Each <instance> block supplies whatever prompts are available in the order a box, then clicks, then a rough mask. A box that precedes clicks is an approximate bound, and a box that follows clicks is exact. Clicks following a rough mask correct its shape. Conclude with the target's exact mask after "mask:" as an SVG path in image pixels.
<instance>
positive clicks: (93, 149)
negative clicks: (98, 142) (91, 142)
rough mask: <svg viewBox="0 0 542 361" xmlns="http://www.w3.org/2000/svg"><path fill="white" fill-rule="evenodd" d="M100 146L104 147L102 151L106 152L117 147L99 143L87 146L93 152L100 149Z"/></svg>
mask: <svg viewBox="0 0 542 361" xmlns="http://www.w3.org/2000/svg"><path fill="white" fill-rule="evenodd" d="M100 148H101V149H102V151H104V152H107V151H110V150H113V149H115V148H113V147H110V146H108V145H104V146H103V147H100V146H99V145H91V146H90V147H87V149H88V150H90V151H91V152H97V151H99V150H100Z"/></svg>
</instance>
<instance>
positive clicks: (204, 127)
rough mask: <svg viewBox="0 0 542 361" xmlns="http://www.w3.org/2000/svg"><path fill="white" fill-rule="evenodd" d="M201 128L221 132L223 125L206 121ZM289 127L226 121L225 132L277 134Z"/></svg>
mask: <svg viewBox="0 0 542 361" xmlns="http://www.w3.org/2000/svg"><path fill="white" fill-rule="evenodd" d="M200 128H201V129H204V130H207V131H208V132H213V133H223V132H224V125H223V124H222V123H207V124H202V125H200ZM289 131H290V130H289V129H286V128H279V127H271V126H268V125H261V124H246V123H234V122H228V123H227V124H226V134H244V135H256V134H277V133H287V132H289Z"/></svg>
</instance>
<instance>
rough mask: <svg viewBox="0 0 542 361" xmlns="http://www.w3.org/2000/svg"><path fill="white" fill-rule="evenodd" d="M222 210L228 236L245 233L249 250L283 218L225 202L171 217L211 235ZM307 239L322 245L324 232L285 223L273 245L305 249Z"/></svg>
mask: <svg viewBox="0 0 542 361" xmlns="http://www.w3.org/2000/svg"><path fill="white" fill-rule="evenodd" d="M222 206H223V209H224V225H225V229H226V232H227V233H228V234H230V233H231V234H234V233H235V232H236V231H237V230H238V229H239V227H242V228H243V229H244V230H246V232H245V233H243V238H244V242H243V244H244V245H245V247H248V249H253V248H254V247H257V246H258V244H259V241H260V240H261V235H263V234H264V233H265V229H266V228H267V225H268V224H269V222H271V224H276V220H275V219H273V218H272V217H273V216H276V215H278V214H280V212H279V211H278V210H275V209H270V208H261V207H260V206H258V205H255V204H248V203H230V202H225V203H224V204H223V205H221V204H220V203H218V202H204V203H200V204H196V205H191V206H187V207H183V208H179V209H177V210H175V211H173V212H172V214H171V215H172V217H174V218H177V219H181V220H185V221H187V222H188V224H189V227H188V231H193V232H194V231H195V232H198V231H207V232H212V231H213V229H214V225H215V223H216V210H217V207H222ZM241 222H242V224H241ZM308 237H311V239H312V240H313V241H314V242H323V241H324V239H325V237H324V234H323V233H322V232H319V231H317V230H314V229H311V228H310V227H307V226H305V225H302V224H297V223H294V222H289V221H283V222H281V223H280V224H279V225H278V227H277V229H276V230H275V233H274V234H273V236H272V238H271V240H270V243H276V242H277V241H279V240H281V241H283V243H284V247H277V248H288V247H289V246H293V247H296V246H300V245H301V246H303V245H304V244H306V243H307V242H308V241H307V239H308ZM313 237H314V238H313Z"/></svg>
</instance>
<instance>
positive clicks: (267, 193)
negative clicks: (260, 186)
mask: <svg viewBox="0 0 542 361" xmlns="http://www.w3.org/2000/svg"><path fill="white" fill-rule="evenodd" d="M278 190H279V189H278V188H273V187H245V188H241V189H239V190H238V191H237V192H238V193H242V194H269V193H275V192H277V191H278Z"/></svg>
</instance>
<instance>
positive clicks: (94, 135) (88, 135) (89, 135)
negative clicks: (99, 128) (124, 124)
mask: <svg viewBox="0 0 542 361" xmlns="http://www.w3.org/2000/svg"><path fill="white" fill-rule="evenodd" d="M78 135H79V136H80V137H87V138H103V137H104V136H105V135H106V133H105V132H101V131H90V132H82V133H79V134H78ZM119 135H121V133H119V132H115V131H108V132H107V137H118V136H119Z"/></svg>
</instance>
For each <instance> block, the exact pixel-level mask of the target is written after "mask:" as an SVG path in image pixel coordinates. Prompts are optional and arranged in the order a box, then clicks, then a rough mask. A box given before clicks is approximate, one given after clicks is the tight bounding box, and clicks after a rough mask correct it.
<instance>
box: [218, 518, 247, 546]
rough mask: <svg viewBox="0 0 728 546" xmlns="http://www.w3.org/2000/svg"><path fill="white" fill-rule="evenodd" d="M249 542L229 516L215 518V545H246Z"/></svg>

^^^^

Task objective: Lines holding the word "positive" should be counted across the entries; state only how many there are.

Solution below: 4